How to complete this task: Transcribe exactly the line that contains "Each instance receives one keypoint. Mark the sky" and every line after it to the end of the entries, and nothing more.

Data extract:
----
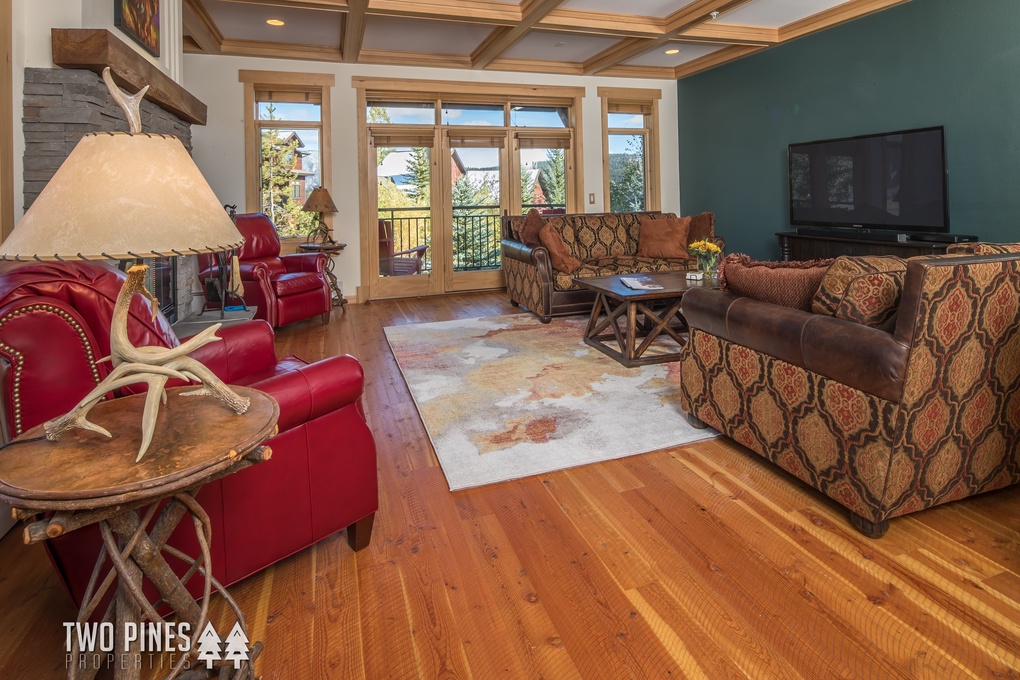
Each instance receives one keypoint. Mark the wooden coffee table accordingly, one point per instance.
(646, 314)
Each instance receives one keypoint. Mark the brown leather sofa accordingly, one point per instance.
(883, 422)
(606, 244)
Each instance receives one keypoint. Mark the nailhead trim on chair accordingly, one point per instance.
(18, 359)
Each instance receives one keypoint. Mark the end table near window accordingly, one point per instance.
(86, 478)
(329, 250)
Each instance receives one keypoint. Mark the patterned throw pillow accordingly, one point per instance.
(982, 249)
(787, 283)
(528, 231)
(664, 238)
(872, 299)
(559, 255)
(702, 227)
(864, 290)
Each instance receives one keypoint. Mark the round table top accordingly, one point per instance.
(194, 438)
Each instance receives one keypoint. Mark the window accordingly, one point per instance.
(287, 144)
(630, 149)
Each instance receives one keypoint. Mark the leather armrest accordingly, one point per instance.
(310, 390)
(858, 356)
(246, 349)
(304, 262)
(252, 271)
(518, 251)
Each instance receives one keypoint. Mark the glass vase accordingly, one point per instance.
(708, 263)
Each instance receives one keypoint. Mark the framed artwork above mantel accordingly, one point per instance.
(139, 19)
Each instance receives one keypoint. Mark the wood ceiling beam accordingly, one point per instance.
(328, 5)
(834, 16)
(354, 30)
(699, 12)
(691, 16)
(605, 23)
(731, 34)
(472, 11)
(201, 28)
(503, 38)
(717, 58)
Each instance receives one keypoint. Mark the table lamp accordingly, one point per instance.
(128, 196)
(319, 202)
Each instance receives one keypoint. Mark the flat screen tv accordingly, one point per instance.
(894, 180)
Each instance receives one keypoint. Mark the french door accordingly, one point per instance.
(439, 199)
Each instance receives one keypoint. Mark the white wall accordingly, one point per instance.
(219, 146)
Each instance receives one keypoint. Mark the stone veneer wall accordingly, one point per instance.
(62, 105)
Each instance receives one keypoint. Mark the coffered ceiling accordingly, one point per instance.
(575, 37)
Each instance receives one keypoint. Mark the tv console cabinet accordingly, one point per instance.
(794, 246)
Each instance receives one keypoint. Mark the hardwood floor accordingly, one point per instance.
(699, 562)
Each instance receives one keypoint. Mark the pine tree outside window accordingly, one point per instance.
(630, 144)
(287, 123)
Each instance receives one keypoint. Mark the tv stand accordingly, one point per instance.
(794, 246)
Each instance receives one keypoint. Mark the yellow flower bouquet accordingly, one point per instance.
(707, 254)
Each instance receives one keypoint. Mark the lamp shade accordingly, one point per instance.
(122, 196)
(319, 201)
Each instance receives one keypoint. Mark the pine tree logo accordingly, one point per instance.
(209, 648)
(237, 645)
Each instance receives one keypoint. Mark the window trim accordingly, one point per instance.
(265, 80)
(401, 90)
(635, 98)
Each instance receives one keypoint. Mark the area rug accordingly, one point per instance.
(507, 397)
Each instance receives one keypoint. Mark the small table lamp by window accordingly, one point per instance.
(319, 202)
(128, 196)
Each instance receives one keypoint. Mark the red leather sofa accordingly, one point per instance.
(283, 289)
(54, 328)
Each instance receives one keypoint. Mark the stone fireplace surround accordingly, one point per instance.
(61, 105)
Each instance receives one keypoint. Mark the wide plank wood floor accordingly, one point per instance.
(699, 562)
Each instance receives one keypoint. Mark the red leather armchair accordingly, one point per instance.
(54, 328)
(284, 289)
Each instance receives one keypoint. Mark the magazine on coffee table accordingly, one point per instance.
(641, 283)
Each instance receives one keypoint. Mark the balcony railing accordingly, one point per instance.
(475, 233)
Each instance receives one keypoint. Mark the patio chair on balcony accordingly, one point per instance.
(400, 263)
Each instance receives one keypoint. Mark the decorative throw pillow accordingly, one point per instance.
(528, 232)
(702, 227)
(872, 299)
(664, 238)
(838, 277)
(787, 283)
(982, 249)
(559, 255)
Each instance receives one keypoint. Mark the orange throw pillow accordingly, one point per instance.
(528, 231)
(558, 253)
(664, 238)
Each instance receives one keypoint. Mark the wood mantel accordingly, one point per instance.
(97, 48)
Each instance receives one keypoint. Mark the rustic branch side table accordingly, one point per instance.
(86, 478)
(329, 250)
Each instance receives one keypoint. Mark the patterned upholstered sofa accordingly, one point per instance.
(883, 421)
(606, 244)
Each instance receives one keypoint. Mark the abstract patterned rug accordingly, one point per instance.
(507, 397)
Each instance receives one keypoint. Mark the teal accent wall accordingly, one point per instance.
(924, 63)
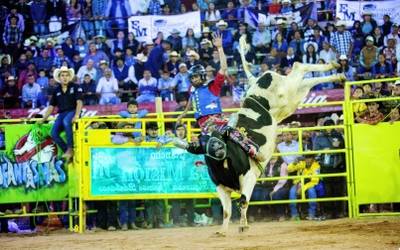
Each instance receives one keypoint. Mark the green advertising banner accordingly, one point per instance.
(30, 169)
(144, 170)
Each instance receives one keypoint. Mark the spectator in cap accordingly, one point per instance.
(393, 34)
(108, 88)
(175, 40)
(165, 86)
(10, 93)
(117, 10)
(120, 42)
(12, 37)
(147, 88)
(14, 12)
(95, 55)
(368, 24)
(189, 41)
(60, 58)
(212, 14)
(81, 47)
(154, 7)
(206, 50)
(387, 25)
(88, 68)
(368, 56)
(181, 80)
(89, 91)
(192, 58)
(341, 40)
(230, 14)
(173, 63)
(227, 37)
(39, 14)
(261, 39)
(286, 7)
(68, 47)
(156, 58)
(346, 68)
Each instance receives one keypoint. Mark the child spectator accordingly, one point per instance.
(181, 80)
(89, 91)
(30, 93)
(108, 89)
(359, 107)
(368, 56)
(154, 208)
(372, 116)
(166, 87)
(133, 111)
(10, 93)
(43, 82)
(306, 166)
(147, 88)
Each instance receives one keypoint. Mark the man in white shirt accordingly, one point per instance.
(108, 89)
(261, 38)
(288, 145)
(147, 88)
(87, 69)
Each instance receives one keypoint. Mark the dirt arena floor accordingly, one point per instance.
(380, 233)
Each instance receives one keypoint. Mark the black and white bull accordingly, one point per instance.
(269, 99)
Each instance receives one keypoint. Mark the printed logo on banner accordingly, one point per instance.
(138, 30)
(346, 13)
(35, 164)
(369, 7)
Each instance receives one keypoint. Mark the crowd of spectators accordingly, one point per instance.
(113, 66)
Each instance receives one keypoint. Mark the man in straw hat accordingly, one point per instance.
(68, 98)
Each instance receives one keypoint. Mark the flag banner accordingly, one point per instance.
(350, 11)
(145, 28)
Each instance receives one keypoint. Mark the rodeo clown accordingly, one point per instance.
(68, 98)
(208, 113)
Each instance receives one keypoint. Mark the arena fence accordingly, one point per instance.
(375, 155)
(132, 171)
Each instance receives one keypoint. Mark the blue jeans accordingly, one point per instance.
(63, 123)
(39, 28)
(312, 205)
(145, 98)
(89, 28)
(127, 212)
(100, 27)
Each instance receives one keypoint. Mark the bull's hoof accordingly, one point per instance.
(220, 234)
(335, 65)
(342, 77)
(243, 229)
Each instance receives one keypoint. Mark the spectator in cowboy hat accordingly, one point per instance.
(68, 97)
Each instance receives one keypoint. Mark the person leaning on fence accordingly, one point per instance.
(306, 167)
(68, 97)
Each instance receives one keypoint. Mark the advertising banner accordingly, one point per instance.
(350, 11)
(118, 171)
(145, 28)
(30, 167)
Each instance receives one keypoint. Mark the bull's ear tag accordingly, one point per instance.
(264, 81)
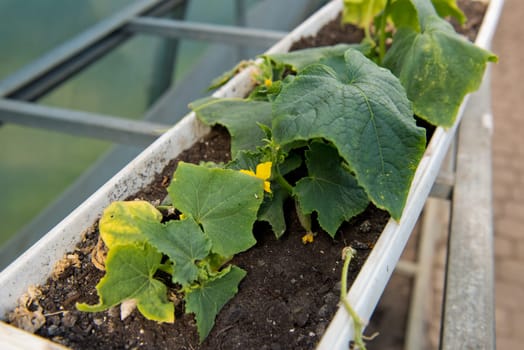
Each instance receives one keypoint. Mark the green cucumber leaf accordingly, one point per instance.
(224, 202)
(437, 67)
(207, 300)
(184, 243)
(329, 189)
(366, 115)
(241, 118)
(129, 275)
(446, 8)
(126, 222)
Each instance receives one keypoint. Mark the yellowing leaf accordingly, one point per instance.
(129, 275)
(125, 222)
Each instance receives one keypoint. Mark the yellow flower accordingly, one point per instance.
(308, 238)
(263, 172)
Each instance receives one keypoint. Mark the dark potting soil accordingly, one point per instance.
(287, 299)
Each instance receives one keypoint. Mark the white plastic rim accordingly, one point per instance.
(371, 281)
(35, 265)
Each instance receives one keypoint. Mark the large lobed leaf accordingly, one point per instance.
(184, 243)
(224, 202)
(329, 189)
(129, 275)
(366, 115)
(207, 300)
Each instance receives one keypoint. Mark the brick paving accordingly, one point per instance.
(508, 177)
(508, 190)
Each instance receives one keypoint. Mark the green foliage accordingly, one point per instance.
(220, 207)
(329, 189)
(130, 275)
(438, 55)
(207, 300)
(327, 128)
(373, 129)
(224, 202)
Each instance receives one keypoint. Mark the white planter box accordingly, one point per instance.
(35, 265)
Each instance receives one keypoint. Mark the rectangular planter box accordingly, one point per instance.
(36, 264)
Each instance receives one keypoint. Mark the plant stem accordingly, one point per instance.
(382, 33)
(358, 325)
(283, 183)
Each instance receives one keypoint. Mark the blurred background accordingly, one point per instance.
(45, 173)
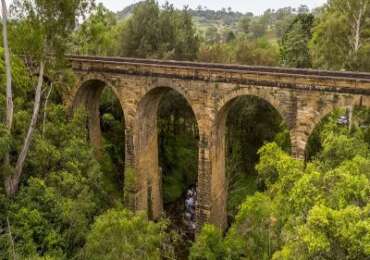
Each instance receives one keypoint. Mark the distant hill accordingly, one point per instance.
(224, 19)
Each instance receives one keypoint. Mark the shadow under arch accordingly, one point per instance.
(320, 117)
(88, 96)
(149, 197)
(219, 181)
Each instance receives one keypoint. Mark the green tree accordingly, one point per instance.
(50, 24)
(294, 50)
(99, 34)
(244, 24)
(341, 36)
(120, 234)
(152, 32)
(209, 245)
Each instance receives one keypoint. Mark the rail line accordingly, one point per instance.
(227, 67)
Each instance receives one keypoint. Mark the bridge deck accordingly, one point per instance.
(359, 76)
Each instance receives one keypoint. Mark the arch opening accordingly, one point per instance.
(349, 121)
(167, 155)
(243, 126)
(106, 128)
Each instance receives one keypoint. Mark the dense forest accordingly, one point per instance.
(58, 200)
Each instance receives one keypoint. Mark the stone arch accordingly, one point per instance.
(331, 104)
(88, 95)
(149, 197)
(219, 191)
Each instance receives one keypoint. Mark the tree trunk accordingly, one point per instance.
(12, 182)
(11, 240)
(9, 91)
(46, 107)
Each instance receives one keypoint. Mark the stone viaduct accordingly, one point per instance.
(302, 97)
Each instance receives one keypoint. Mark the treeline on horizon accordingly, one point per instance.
(328, 37)
(68, 204)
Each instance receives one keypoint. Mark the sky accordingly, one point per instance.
(255, 6)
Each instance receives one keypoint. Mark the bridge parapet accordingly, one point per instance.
(302, 97)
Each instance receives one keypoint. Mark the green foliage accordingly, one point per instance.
----
Exercise response:
Each instance receives one keypoint. Mark the sky accordingly, one point per instance.
(255, 6)
Each instance receives one keypoint. Mark the bridge parapet accordingly, one point per instance.
(302, 97)
Each instance receives one keypoint. Mark the green foliage accordingly, one point per instance.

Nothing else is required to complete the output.